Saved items
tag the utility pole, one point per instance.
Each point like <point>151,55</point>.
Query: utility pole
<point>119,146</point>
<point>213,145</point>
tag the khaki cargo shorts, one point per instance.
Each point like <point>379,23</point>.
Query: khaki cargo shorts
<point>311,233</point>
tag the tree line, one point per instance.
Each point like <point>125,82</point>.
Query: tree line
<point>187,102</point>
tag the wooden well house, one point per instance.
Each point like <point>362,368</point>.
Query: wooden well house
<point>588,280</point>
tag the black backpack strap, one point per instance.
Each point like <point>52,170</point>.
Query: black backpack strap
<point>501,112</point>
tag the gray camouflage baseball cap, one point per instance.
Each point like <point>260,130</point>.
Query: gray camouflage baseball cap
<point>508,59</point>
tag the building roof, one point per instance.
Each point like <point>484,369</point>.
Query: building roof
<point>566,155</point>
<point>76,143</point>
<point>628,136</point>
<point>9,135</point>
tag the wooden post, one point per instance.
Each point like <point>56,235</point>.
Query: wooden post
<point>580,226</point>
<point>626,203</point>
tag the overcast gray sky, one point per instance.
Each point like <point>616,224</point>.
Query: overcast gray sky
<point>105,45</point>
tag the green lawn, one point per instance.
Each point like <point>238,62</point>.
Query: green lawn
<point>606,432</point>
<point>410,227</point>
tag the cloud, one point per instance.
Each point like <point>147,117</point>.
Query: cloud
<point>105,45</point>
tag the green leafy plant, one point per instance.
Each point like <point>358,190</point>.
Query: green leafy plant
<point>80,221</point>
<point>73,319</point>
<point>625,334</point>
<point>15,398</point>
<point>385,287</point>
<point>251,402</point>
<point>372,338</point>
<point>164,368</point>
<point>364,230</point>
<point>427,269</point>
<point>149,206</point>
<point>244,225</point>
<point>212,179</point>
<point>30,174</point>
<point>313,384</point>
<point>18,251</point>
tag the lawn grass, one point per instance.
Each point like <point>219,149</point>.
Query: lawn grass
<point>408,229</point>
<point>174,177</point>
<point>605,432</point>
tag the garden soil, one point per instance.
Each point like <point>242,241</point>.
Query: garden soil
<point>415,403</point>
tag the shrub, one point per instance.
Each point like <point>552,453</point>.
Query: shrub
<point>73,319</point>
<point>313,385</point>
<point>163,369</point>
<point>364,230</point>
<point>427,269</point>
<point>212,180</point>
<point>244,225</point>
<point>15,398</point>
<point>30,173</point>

Exercise aim: Copy every one of the records above, word for word.

Result of this task:
tag the utility pole, one point per instance.
Each point like <point>151,55</point>.
Query: utility pole
<point>119,146</point>
<point>213,145</point>
tag the khaki cargo shorts, one point per instance.
Each point like <point>379,23</point>.
Query: khaki cargo shorts
<point>311,233</point>
tag the tree line, one point per instance.
Each point like <point>125,82</point>.
Query: tree line
<point>187,102</point>
tag the wooden well house, one point per instance.
Each point like <point>362,368</point>.
Query: wooden well house
<point>588,280</point>
tag the black backpack strap, one point per instance.
Each point like <point>52,170</point>.
Query: black backpack strap
<point>501,112</point>
tag the gray camouflage baseball cap, one point per instance.
Each point like <point>260,130</point>.
Query: gray camouflage baseball cap
<point>508,59</point>
tag the building roof, one point per instance.
Each point like <point>484,369</point>.
Query: building roof
<point>566,155</point>
<point>76,143</point>
<point>628,136</point>
<point>9,135</point>
tag the wooden post, one point per instance.
Each point like <point>56,235</point>.
Query: wooden post
<point>580,226</point>
<point>626,203</point>
tag the overcast gray sky, one point per instance.
Each point like <point>616,224</point>.
Query: overcast gray sky
<point>105,45</point>
tag the green lawn, one point per instance.
Each point like <point>238,62</point>.
Query: green lawn
<point>606,432</point>
<point>410,227</point>
tag the cloud, one point per instance.
Each point like <point>147,117</point>.
Query: cloud
<point>105,45</point>
tag the green leafy plant, one point per instance.
Each point like <point>358,190</point>.
Query: green leafy plant
<point>80,221</point>
<point>73,319</point>
<point>625,334</point>
<point>15,398</point>
<point>385,287</point>
<point>251,402</point>
<point>372,338</point>
<point>164,368</point>
<point>364,230</point>
<point>427,269</point>
<point>149,206</point>
<point>244,225</point>
<point>212,179</point>
<point>30,174</point>
<point>313,384</point>
<point>18,251</point>
tag the lawn grass, one point per instance.
Each point like <point>219,149</point>.
Query: lawn grass
<point>408,229</point>
<point>174,177</point>
<point>605,432</point>
tag the garden soil, one point per instance.
Each point like <point>242,241</point>.
Query: garden soil
<point>415,403</point>
tag the shrub, one point per instance.
Each point like <point>552,453</point>.
Query: shrub
<point>73,319</point>
<point>313,385</point>
<point>163,369</point>
<point>364,230</point>
<point>427,269</point>
<point>212,180</point>
<point>244,225</point>
<point>15,398</point>
<point>30,173</point>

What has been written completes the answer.